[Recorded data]
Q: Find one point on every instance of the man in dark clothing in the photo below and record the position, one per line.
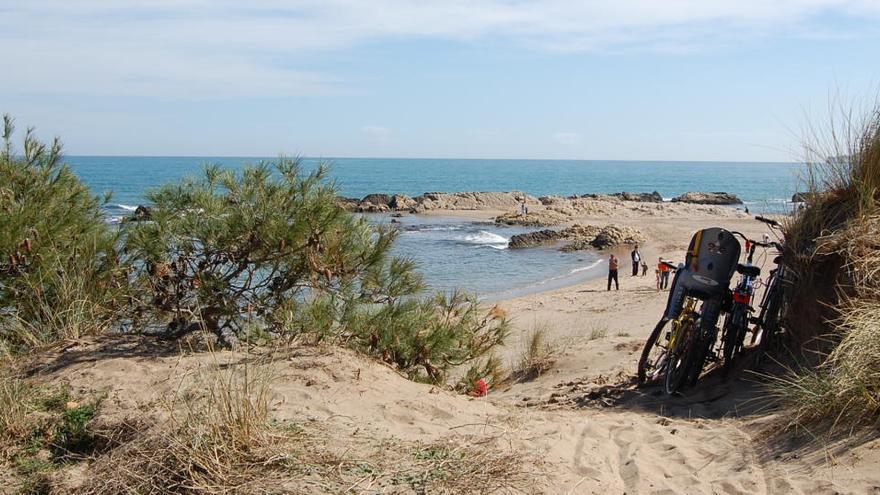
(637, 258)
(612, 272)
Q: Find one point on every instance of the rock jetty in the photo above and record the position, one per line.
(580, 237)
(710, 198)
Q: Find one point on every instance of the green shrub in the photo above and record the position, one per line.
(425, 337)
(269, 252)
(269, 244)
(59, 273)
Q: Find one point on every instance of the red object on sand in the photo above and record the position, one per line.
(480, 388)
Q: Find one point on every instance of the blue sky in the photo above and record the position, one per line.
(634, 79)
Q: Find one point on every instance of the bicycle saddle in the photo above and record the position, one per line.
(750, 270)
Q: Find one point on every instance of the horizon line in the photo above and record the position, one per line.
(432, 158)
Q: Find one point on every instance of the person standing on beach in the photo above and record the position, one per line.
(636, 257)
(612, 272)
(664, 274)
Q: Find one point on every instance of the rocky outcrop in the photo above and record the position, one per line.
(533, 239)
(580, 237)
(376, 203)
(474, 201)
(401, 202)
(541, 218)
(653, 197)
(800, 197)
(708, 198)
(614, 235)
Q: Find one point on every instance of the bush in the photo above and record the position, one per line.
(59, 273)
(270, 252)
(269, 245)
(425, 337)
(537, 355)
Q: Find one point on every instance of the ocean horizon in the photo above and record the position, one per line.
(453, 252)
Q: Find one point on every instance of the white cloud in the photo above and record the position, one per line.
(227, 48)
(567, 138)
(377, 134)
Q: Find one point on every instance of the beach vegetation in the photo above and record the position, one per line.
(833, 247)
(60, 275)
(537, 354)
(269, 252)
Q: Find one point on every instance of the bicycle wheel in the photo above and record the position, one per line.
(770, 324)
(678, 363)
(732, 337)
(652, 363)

### [YOUR OBJECTIVE]
Every line above should be returned word for word, with the pictures left behind.

### [FINISHED EXERCISE]
Q: Find one point on every instance of the man in dark clothing in the photo below and record the position, one per line.
(637, 258)
(612, 272)
Q: Find one point on every instance of the rock jetty in the photo above and record the position, one per line.
(580, 237)
(710, 198)
Q: Find one point on every instance of the green shrub in the photo above and record the position, one per line.
(425, 337)
(269, 252)
(269, 244)
(59, 273)
Q: Find one point on every instance of the red object on sand in the photo above and record the position, one per line.
(480, 388)
Q: Find one point on every instance of the blue sky in the photo above and record the position, one per line.
(634, 79)
Q: Find one point on every instance of the bicycle saddle in the photo above and record the position, one per line.
(750, 270)
Q: Find one point on every instance of the horizon line in the photo above and record the position, one per line.
(432, 158)
Q: Find one point on every instance of the person standing on beach in the photo above and record the position, one per line.
(636, 257)
(612, 272)
(664, 274)
Q: Find one point on every instance of the rocky outcrop in the photo above and record the position, one per line.
(533, 239)
(580, 237)
(376, 203)
(474, 201)
(401, 202)
(541, 218)
(653, 197)
(800, 197)
(708, 198)
(614, 235)
Q: Find one point on every instance of the bush in the photo above and record the position, one per line.
(59, 273)
(270, 252)
(269, 245)
(425, 337)
(537, 355)
Q: Find one point on every instance of the ocean horizon in the photo above and record the position, one per line.
(453, 252)
Q: Find one point on every instance of the white cloud in the photo above and record the position, one per line.
(227, 48)
(567, 138)
(377, 134)
Q: Find one point on every instance of the beach vegetation in the photo above and record the position, one per line.
(833, 247)
(60, 275)
(537, 354)
(269, 252)
Q: Find one point on every instance of the bicycle wheel in the photo above and record the position, one per line.
(770, 324)
(678, 363)
(732, 337)
(652, 363)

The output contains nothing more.